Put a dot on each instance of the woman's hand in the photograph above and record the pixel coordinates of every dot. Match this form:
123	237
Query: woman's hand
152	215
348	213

————————

*Aim*
Copy every line of the data above, leaving nothing out, and shift each answer coordinate by -134. All other numbers stay as they are.

*Exercise solution*
Put a dot on each instance of the woman's hand in the photograph above and record the pixel coordinates of every dot. Match this form:
123	237
Query: woman's hand
18	81
214	79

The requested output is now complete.